## Work to be completed
Only the lines from the one containing "Query: smiling mouth" to the end of the records belong in the output; print them exactly.

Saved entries
_____

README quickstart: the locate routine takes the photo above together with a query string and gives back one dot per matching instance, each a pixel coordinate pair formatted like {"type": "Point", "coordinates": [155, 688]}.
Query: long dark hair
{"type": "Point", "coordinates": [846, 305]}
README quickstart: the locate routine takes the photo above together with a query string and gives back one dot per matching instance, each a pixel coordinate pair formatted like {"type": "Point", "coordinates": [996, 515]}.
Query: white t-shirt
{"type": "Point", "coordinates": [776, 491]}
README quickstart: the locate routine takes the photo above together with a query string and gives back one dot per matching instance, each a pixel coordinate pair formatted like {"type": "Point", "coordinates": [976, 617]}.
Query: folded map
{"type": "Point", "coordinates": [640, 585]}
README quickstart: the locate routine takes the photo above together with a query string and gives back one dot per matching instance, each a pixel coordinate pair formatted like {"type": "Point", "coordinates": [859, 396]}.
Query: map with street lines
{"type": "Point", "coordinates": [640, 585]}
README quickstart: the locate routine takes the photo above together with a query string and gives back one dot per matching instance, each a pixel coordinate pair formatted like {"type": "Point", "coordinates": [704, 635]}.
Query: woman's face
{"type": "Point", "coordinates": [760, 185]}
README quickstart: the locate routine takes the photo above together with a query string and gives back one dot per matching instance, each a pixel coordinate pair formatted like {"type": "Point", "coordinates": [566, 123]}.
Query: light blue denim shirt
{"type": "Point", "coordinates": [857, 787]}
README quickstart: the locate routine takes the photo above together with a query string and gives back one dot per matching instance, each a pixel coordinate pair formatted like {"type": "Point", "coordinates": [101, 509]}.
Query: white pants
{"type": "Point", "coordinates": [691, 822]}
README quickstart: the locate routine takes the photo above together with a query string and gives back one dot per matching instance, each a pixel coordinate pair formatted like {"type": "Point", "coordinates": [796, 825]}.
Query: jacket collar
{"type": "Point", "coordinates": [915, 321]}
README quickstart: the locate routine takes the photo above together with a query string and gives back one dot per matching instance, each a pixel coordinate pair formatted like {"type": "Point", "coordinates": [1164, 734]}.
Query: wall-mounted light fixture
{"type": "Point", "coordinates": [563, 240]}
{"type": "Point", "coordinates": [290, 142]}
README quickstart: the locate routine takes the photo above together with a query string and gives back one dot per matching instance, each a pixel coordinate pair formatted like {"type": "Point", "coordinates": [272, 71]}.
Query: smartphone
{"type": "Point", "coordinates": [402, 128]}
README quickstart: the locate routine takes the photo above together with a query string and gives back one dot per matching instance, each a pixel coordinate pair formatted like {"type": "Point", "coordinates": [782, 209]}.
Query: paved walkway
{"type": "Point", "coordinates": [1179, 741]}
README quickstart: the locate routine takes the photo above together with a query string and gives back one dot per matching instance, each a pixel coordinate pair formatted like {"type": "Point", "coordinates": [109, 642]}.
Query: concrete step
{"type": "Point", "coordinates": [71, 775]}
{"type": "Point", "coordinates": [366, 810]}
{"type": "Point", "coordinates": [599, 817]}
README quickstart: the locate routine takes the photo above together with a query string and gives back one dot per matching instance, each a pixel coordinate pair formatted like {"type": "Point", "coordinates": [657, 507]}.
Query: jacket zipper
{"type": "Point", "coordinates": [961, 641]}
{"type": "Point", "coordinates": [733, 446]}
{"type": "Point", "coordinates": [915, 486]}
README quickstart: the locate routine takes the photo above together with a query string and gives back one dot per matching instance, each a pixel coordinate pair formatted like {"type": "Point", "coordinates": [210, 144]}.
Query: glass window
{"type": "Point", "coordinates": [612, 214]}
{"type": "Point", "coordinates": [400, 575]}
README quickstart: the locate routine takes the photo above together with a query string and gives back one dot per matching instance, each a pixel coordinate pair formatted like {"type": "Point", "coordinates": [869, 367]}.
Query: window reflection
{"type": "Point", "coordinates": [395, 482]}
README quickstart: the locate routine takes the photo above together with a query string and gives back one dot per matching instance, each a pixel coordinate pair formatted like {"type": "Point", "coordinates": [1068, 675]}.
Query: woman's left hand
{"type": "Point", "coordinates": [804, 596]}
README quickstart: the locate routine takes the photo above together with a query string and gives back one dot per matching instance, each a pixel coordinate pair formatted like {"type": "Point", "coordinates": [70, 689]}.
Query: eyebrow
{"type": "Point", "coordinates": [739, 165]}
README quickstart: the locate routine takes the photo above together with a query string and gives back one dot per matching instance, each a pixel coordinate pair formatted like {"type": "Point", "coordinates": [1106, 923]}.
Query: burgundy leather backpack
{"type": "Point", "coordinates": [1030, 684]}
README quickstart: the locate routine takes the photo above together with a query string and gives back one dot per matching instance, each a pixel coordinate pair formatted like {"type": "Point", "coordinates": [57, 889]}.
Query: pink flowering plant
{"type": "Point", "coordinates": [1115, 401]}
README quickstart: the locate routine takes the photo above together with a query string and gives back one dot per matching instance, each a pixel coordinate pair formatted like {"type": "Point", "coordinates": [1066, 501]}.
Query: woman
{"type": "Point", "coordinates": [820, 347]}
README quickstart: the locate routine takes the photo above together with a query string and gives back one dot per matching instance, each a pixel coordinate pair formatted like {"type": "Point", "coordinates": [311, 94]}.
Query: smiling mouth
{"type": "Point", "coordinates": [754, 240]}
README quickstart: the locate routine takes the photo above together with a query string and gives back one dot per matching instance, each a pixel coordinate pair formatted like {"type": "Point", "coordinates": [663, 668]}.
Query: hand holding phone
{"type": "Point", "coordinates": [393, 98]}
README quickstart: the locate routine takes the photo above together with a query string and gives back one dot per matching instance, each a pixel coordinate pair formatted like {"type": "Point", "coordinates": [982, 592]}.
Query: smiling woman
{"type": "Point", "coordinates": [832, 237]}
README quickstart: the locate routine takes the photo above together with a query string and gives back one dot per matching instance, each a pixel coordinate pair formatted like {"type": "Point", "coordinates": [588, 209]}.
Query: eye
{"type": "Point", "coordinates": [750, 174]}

_____

## Solved problem
Query: smiling mouth
{"type": "Point", "coordinates": [754, 240]}
README quickstart: the locate routine takes the photo above together with a query string and gives back one dot per matching instance, each a pixel coordinate pair formatted like {"type": "Point", "coordinates": [663, 668]}.
Query: hand holding phone
{"type": "Point", "coordinates": [393, 98]}
README quickstart: the locate routine takes the photo above together with a query string and gives back one dot per matching instance, each a pixel coordinate pair formatted like {"type": "Point", "coordinates": [982, 592]}.
Query: smiling woman
{"type": "Point", "coordinates": [832, 237]}
README quickstart: the locate routine takes the photo above together with a query string and gives back one dot per matching instance, each a pixel coordinate pair formatted like {"type": "Point", "coordinates": [588, 209]}.
Query: eye
{"type": "Point", "coordinates": [750, 174]}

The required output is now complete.